STUDY QUESTIONS:
(1) Rewrite the paragraph of the Alzheimer's disease passage that begins "Alzheimer’s disease (AD) is an irreversible" as a shorter bulleted list that keeps its main facts.
(2) Pick up the Alzheimer's disease passage after its last sentence and continue writing it.

QUOTED PASSAGE:
-----
Alzheimer’s disease (AD) is an irreversible and progressive neurological disorder [1, 2]. Various pathological factors are found in the postmortem brains of AD patients, such as abnormal amyloid-β (Aβ) plaques, hyperphosphorylated tau protein, and damaged neurons and synapses [3, 4]. Such lesions affect brain areas important for learning and memory, including the cerebral cortex, striatum, and hippocampus [5]. According to Global Alzheimer’s Information, AD affected 46.8 million individuals globally and is projected to affect 82 million by 2030 [6]. Without effective intervention, this figure will likely triple by 2050 with the aging of the population. Accumulating evidence from clinical investigations demonstrates the absence of effective treatments for curing AD or restricting its progress. In vitro and in vivo studies have shown that Aβ plaques are key drivers in AD pathogenesis [7]. However, findings from unsuccessful partial clinical studies directly targeting the Aβ protein indicate that reducing the Aβ load does not ameliorate cognitive impairment [8, 9]. The challenges in disease diagnosis have undermined the improvements made in the prevention and treatment of AD. The prevention and treatment of AD are impeded by the similarities between AD and other forms of dementia [10]. Many AD experiments have shown that microglia play a key role in regulating inflammation in the central nervous system [11]. Neuroinflammation aggravated by microglia contributes to AD pathogenesis and promotes protein aggregation, implying that microglia may function as a novel target in AD [12].
-----
[Stored items]

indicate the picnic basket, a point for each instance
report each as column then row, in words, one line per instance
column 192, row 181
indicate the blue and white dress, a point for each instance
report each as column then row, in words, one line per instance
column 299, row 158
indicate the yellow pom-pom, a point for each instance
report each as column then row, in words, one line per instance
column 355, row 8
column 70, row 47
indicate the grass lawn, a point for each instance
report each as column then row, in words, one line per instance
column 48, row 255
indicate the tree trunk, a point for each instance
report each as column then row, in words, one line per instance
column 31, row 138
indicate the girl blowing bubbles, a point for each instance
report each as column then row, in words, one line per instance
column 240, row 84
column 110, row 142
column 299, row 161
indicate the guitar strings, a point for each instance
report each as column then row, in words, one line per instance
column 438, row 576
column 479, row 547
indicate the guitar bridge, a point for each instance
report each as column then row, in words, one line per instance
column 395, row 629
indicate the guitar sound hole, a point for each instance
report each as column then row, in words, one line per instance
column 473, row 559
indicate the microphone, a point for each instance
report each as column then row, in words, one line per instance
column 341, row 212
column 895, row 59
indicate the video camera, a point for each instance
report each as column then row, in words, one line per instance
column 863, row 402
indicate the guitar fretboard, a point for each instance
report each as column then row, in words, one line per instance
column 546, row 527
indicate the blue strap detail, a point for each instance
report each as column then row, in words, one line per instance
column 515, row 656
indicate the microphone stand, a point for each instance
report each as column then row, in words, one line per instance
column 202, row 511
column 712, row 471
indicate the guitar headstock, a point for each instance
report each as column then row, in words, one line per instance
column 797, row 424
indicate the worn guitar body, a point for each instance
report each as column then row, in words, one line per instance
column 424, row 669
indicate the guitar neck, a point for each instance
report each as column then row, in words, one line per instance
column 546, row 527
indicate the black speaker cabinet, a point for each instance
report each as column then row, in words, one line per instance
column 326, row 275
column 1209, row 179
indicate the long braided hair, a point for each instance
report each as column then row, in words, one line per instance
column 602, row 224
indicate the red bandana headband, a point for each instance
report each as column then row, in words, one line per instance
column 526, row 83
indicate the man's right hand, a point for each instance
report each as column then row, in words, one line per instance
-----
OUTPUTS IN ORDER:
(1)
- Alzheimer's disease (AD) is an irreversible, progressive neurological disorder.
- Postmortem AD brains show abnormal amyloid-β (Aβ) plaques, hyperphosphorylated tau protein, and damaged neurons and synapses.
- These lesions affect areas important for learning and memory: the cerebral cortex, striatum, and hippocampus.
- According to Global Alzheimer’s Information, AD affected 46.8 million people worldwide and is projected to affect 82 million by 2030. Without effective intervention, that figure will likely triple by 2050 as the population ages.
- Clinical evidence shows no effective treatment that cures AD or restricts its progress.
- Aβ plaques are key drivers of AD pathogenesis in laboratory and animal studies. However, clinical studies that directly targeted Aβ found that reducing the Aβ load does not improve cognitive impairment.
- Prevention and treatment are hampered by diagnostic challenges and by AD's similarities to other forms of dementia.
- Microglia play a key role in regulating inflammation in the central nervous system. Microglia-aggravated neuroinflammation contributes to AD and promotes protein aggregation, which suggests microglia as a possible new target.

(2)
Triggering receptor expressed on myeloid cells 2 (TREM2) is expressed in myeloid progenitors. It is an innate immune receptor that is located on the microglial membrane. Findings from genome-wide association experiments have revealed rare TREM2 (R47H) mutations that are linked to an increased possibility of developing AD, as TREM2 is one of the most important receptors because of it’s effects on neuronal/microglia health [13]. The type I transmembrane glycoprotein TREM2 communicates with an immune adaptor DNAX activation protein of 12 kDa (DAP12) transmembrane area to facilitate signaling via the immune-receptor tyrosine-based activation motif ( ITAM) domain of DAP12 in migration, phagocytosis, cell survival, and inflammatory cytokine release [14, 15]. TREM2 is also implicated in the etiology of AD as it regulates microglial function and innate immunity [16]. The function of TREM2 in neuroinflammation and its relationship with AD have not been fully elucidated. This review focuses on current understanding of the pathogenesis of AD and the shift from the initial focus on abnormal Aβ plaques and hyperphosphorylated tau proteins to the current concept that AD cognitive impairment is closely correlated with microglia-induced neuroinflammation, suggesting it may be an ideal candidate target. Here, we summarize our current understanding of TREM2 function and its role in AD.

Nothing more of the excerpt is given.